PROBLEM REQUIREMENTS: Output exactly the lines spanning from the line containing "Would you mind pointing out the boy's ear" to the last line of the entries, inclusive.

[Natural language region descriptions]
== == ==
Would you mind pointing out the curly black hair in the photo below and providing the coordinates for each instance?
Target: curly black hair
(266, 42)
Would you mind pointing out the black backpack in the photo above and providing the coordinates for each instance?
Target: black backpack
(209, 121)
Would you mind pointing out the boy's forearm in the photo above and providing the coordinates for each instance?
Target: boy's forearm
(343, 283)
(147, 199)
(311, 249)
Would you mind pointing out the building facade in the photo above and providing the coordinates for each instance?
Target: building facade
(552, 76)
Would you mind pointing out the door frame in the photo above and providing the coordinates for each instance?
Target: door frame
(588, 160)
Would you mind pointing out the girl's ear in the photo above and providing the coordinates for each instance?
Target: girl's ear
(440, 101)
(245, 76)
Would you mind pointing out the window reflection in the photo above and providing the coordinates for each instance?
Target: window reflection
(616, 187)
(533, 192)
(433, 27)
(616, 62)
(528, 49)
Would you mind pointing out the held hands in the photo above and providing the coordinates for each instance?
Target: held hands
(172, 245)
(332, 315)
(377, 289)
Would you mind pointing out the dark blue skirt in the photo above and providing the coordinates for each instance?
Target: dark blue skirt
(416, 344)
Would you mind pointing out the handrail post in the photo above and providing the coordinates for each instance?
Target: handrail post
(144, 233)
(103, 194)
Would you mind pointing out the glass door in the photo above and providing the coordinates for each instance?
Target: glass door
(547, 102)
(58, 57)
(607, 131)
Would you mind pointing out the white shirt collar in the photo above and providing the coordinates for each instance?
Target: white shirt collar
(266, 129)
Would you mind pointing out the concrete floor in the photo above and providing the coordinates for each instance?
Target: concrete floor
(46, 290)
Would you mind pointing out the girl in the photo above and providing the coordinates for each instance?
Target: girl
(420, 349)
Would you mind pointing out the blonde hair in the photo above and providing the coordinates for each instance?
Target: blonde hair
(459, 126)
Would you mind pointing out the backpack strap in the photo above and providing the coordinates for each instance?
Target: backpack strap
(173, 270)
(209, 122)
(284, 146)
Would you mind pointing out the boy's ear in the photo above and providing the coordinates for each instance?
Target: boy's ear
== == ==
EXERCISE SOLUTION:
Would you mind pointing out the boy's ear in the photo above and providing the coordinates for each instance?
Target: boy's ear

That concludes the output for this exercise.